São Paulo, cidade-chave do ponto de vista eleitoral, mostra as contradições de um país que hoje vai às urnas

A. JIMÉNEZ BARCA
Fachada de uma casa em Paraisópolis na ultima quinta-feira.
Fachada de uma casa em Paraisópolis na ultima quinta-feira. NACHO DOCE (REUTERS)

Há muitas tardes em que tem tanta gente nos corredores da estação de metrô Paulista, em São Paulo, que os passageiros, nas baldeações, avançam em massa, como em uma procissão abarrotada. A polícia coloca uma faixa para dividir o corredor em dois e arbitrar o sentido da marcha. Se não, seria impossível que alguém chegasse em casa. Muitos leem enquanto caminham, a passo lento, outros jogam Candy Crush no iPhone, e outros, com fones de ouvido, assistem a filmes ou vídeos colocando o celular na altura dos olhos com as duas mãos, sem parar de andar.

• _Desafios_:
(1) Duplique o trecho do texto fornecido entre "São Paulo, cidade-chave" e "NACHO DOCE (REUTERS)", inclusive.
(2) Indique se cada afirmação está de acordo com o texto fornecido, respondendo sim ou não e citando as palavras do texto que decidem a questão: (a) a polícia usa uma faixa para dividir o corredor em dois; (b) a estação mencionada é a estação de metrô Sé; (c) há passageiros que jogam Candy Crush no iPhone.
A listagem não tem nenhuma relação com o texto fornecido.

• _Dados extraídos_:
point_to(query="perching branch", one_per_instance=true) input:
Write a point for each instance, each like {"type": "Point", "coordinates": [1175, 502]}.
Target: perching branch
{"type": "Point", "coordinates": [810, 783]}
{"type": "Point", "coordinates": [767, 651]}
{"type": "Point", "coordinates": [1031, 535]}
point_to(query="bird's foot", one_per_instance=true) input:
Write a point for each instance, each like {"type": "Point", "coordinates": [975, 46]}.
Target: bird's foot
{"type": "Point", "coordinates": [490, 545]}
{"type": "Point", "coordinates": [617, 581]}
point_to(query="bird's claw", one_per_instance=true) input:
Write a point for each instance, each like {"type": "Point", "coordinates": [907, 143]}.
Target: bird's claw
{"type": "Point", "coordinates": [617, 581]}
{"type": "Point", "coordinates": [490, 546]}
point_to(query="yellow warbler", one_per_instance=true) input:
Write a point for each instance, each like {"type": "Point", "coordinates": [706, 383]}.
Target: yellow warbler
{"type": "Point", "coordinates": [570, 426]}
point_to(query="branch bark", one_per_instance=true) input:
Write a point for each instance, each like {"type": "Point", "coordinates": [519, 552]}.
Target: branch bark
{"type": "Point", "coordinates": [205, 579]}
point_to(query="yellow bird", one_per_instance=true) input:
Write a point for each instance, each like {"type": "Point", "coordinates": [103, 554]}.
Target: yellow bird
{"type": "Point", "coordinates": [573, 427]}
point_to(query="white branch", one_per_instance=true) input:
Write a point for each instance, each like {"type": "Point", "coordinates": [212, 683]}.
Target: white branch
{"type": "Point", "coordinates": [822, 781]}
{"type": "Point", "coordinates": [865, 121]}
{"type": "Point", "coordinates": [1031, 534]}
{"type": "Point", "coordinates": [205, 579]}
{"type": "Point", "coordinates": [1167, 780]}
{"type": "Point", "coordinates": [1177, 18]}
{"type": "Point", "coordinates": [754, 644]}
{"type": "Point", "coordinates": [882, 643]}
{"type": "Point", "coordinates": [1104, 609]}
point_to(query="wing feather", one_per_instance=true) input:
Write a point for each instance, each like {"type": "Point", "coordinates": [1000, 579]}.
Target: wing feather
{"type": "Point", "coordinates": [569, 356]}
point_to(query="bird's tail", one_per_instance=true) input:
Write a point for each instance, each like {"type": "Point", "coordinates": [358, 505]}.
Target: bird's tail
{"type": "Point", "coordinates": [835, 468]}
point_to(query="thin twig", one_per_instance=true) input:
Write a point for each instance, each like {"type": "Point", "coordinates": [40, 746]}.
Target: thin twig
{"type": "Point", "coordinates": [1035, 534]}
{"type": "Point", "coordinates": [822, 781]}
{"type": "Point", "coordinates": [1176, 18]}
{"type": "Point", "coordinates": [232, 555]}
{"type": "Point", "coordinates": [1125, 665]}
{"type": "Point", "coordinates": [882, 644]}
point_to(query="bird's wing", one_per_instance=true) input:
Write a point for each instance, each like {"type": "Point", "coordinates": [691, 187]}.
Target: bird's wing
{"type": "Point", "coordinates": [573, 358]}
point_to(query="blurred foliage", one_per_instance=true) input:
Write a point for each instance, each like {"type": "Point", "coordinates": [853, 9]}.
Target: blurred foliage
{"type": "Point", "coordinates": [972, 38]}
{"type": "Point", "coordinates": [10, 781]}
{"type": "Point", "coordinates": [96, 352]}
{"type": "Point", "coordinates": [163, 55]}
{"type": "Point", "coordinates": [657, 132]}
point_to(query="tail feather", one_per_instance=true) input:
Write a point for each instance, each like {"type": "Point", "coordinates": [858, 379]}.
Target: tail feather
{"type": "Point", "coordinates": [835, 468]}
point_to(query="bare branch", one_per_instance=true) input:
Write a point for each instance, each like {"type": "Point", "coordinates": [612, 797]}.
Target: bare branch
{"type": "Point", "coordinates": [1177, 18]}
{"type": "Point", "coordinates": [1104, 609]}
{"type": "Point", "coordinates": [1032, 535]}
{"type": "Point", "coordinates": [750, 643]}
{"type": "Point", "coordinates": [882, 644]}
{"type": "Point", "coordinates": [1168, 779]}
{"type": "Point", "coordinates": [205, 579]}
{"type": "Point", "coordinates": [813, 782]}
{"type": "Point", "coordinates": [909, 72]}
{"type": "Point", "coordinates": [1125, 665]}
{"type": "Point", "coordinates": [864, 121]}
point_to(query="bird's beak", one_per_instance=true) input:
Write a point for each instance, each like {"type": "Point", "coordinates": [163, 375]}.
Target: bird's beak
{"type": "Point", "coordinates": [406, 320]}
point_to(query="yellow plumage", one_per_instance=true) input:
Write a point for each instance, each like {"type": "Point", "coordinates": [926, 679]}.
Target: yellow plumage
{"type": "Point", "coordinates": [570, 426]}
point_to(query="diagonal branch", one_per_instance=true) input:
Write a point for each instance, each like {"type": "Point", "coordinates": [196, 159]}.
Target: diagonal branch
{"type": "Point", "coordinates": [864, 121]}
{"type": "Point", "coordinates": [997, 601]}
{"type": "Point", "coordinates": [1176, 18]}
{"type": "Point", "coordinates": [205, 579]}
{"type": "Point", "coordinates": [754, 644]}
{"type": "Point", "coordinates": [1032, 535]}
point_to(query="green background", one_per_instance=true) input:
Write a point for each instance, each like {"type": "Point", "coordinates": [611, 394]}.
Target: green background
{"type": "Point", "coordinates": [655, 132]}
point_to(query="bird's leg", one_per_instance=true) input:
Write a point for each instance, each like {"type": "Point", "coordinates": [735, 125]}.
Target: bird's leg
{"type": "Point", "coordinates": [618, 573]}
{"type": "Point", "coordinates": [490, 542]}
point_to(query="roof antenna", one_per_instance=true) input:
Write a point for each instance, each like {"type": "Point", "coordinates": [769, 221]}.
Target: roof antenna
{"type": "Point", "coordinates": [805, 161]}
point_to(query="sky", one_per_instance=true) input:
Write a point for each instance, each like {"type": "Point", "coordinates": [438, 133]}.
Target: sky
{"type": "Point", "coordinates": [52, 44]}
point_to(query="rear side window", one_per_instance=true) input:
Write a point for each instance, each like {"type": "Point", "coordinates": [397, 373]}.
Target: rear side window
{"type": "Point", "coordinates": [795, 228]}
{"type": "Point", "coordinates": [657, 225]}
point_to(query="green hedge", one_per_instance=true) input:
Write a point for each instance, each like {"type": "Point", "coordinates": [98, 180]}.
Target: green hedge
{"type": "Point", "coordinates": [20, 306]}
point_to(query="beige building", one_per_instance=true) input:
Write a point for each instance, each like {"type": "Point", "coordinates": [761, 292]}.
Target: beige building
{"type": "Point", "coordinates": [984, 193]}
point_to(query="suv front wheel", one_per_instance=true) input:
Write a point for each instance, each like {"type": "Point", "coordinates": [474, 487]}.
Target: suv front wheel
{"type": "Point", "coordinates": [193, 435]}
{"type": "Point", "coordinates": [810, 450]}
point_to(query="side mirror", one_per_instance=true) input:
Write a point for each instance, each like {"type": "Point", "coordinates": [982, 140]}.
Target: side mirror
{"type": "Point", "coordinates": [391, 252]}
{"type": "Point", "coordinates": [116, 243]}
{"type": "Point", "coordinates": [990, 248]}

• _Soluções por tarefa_:
(1)
São Paulo, cidade-chave do ponto de vista eleitoral, mostra as contradições de um país que hoje vai às urnas

A. JIMÉNEZ BARCA
Fachada de uma casa em Paraisópolis na ultima quinta-feira.
Fachada de uma casa em Paraisópolis na ultima quinta-feira. NACHO DOCE (REUTERS)

(2)
(a) Sim: "A polícia coloca uma faixa para dividir o corredor em dois e arbitrar o sentido da marcha."
(b) Não: "estação de metrô Paulista".
(c) Sim: "outros jogam Candy Crush no iPhone".